[Begin Text provided]

This is a fair specimen of the popular tale. It forms the foundation of the Ettrick Shepherd’s “Witch of Fife.” In Skye, the adventure was claimed by a man nicknamed ‘Topsy-turvy’ (But-ar-scionn) as having occurred to himself. After coming home, he made the gallows into a weaver’s loom. The hero in Argyllshire made it the stern and keel of a boat, which may be seen in Lorn to this day. In Harris the hero is a tailor: and the tale has been even found in the Monach isles, west of Uist.

Captain Burt (1730) tells a story of a similar kind which he had heard from a minister. A laird, whose wine was disappearing mysteriously, suspecting witches one night, when he thought the plunderers were at work, entered the cellar, closed the door, and laid about him with a broadsword. When light was brought, the cats, whose eyes he had seen glaring at him in the dark, disappeared, and only some blood was found on the floor. An old woman in the neighbourhood, suspected of being a witch, was found, on her house being entered, in bed, with her leg cut off and lying below the bed. The same story is told of the witches of Thurso (Inbher-Eòrsa).

A tailor, named Macilduinn, was left in a house alone on Hallowe’en night, while the rest of the household went to a neighbour’s house to hold the festivities of the evening. As he sat on a bed, working at his trade, a great many cats came in, and attacking a bag of flesh at the end of the bed soon tore it up and devoured it. They then gathered round the tailor. One said, “The back of my paw to Macilduinn!” Another said, “The front of my paw to Macilduinn!”[12] These threats were repeated by all the rest, while they held out their horrid claws, some derisively, some menacingly, to the poor tailor. Frightened from his wits, he blew out the light, sprung to the door, and took to his heels. The cats gave chase, and by the time he reached a neighbours house his back was scratched into shreds and thongs (na iallun) by the claws of the infernal cats.

Cameron of Doïni, or Glenevis, was out hunting, and killed a wild-cat. The animal, when expiring, asked him to tell, when he went home, that ‘the King of the Cats’ (Righ nan Cat) was dead, or according to others ‘the Key of Battle’ (an Iuchair Chath), or ‘the streaked Brindled one’ (a Bhruchail Bhreac). As he told his story, the little black kitten in the ash-hole (an toll na luath) bristled up and swelled, till it was as large as a dog. Cameron said, “You are swelling, cat.” The cat answered, “My feathers and my swellings are growing bigger with the heat,”[13] and, springing at the chieftain’s throat, killed him. The scions of this family (Teaghlach Dhomhainnidh no Ghlinn-Ibheis) till quite recent times, would not tolerate a cat in the house, from the memory of this tradition.

The same story is told in the following manner, without any locality being assigned for the incident. A hunter killed a wild-cat, and when he came home told his adventure. He said,

“To-night has well prospered with us,

The big urchal-erchal has been slain.”

A kitten that was listening rose and said, “Has Bald Entrails of the Cats been killed? If it were not the many nights I have got meat and milk in your family, I would have your long brindled weasand in my claws. Tell Streaked Foul-Face, that Bladrum is dead,”[14] and saying this the kitten went away, and was never seen afterwards.

[End Text provided]

> [Task set]
a: In the witch-and-cat tales, what did the man nicknamed 'Topsy-turvy' make the gallows into after coming home?
b: Please continue the witch-and-cat tales from the point where they stop.

[Begin Listed records]

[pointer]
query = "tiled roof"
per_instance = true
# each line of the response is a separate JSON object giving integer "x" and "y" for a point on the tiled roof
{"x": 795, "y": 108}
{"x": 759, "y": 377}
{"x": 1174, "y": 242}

[End Listed records]
[Begin Listed records]

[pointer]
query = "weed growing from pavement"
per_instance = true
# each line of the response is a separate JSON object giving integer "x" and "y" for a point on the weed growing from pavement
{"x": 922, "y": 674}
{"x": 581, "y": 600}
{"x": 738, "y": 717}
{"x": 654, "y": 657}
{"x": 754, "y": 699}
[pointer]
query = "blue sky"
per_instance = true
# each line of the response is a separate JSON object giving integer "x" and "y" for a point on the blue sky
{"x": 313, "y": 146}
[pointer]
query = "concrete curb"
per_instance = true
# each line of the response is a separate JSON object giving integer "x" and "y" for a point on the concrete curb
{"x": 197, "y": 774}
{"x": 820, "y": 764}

[End Listed records]

> [Solved problems]
a: A weaver's loom.

b:
Near Vaul in Tiree, a man riding home at night, with his son, a young boy, seated behind him, was met by a number of cats. The boy had his hands clasped round his father, and the man, pressing them to his sides, to make surer of the boy’s hold, urged his horse to its speed. The cats sprang, and, fastening on the boy, literally devoured him. When the man reached home, with his horse at full gallop, he had only the boy’s arms left.

A Wexford legend of the same kind (the two stories might have been originally identical), said to be at least as old as 1584, will be found in the Dublin University Magazine for September, 1869.

A woman detected a strange cat drinking the milk in her kirn, caught it by the back of the neck, and rapped its nose against the floor. It went about mewing in a melancholy manner, till the woman took pity on it, and called it, saying, “Puss, puss, till you get a drop” (Puis, puis, gus am faigheadh tu diar). The cat answered, “It is not a drop I want, but the way my mouth is, Mary” (Cha-ne diar tha mi’g iarraidh ach mar tha mo bhial a Mhàiri). It then went away, but came back through the night with two other cats. One said they would take the back of their paws to the woman, but the second said the front of their paws. This resolution was carried by the casting vote of the injured cat, and the woman was torn in shreds.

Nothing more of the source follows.